Records excerpted from a collection>

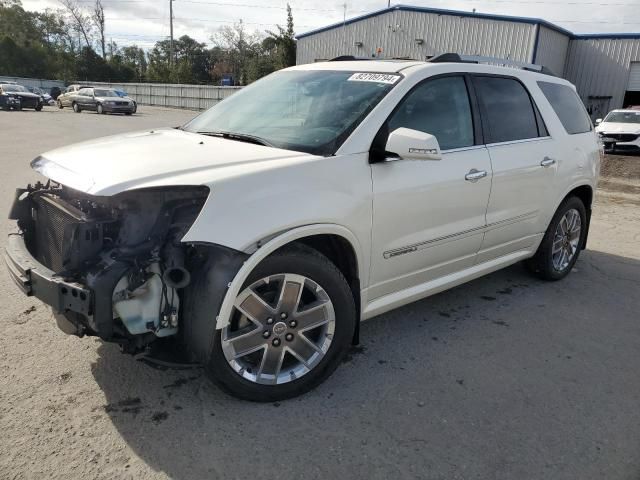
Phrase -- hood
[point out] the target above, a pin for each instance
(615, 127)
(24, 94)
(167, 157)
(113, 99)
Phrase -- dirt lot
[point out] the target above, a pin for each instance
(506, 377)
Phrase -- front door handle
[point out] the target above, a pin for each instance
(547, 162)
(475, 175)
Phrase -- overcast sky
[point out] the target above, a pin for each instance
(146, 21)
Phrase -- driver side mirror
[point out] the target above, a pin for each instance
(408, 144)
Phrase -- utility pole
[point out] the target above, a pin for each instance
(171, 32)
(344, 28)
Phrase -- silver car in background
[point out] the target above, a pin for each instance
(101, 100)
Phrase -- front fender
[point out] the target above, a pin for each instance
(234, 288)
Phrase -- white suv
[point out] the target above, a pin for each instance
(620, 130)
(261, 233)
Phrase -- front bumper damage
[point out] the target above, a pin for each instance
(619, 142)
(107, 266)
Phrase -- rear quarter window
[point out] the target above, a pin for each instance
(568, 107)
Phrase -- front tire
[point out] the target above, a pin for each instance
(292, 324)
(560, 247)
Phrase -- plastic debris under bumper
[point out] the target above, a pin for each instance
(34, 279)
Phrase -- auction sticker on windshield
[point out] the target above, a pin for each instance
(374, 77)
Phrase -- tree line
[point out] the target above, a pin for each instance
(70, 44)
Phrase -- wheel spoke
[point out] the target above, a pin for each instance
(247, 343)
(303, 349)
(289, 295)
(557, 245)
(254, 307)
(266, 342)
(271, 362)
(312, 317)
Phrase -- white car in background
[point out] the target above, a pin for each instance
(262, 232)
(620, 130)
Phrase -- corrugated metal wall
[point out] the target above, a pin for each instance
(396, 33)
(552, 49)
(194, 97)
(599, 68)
---
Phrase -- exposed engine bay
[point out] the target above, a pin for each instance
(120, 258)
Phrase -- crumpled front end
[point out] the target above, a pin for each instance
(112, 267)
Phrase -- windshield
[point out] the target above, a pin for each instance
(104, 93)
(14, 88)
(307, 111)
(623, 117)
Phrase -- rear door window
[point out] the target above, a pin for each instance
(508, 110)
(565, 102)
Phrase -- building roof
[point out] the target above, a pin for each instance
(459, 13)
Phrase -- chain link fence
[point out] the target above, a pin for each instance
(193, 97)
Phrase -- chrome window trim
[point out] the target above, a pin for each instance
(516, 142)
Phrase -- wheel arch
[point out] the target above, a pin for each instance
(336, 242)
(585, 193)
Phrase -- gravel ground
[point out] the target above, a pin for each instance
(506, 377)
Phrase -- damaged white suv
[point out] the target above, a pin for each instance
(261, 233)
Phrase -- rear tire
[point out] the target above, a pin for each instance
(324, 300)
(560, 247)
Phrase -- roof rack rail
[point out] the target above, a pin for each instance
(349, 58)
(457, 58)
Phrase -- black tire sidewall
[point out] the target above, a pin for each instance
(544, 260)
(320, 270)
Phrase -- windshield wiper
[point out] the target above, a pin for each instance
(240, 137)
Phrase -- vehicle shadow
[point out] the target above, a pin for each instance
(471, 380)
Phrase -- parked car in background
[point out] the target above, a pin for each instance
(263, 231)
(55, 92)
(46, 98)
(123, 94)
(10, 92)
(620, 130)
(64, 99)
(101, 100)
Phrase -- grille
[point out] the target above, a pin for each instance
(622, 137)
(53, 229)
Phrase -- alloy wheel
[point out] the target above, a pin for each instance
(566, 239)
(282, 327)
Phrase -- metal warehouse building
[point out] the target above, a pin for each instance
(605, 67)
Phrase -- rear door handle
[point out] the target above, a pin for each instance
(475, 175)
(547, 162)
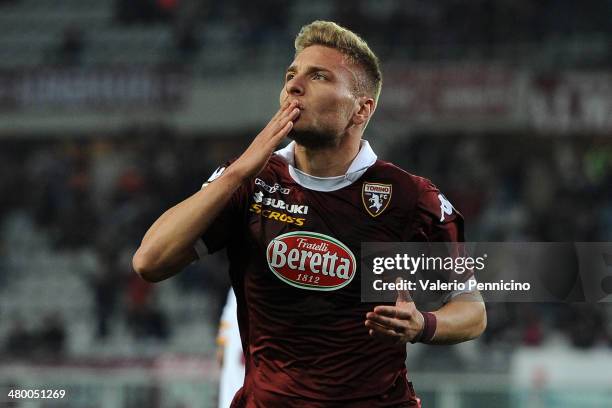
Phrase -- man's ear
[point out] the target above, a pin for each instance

Task instructions>
Find the word "white" in the entries above and gather every line that holds it.

Output below>
Phrase -- white suv
Phrase -- white car in background
Phrase -- damaged white suv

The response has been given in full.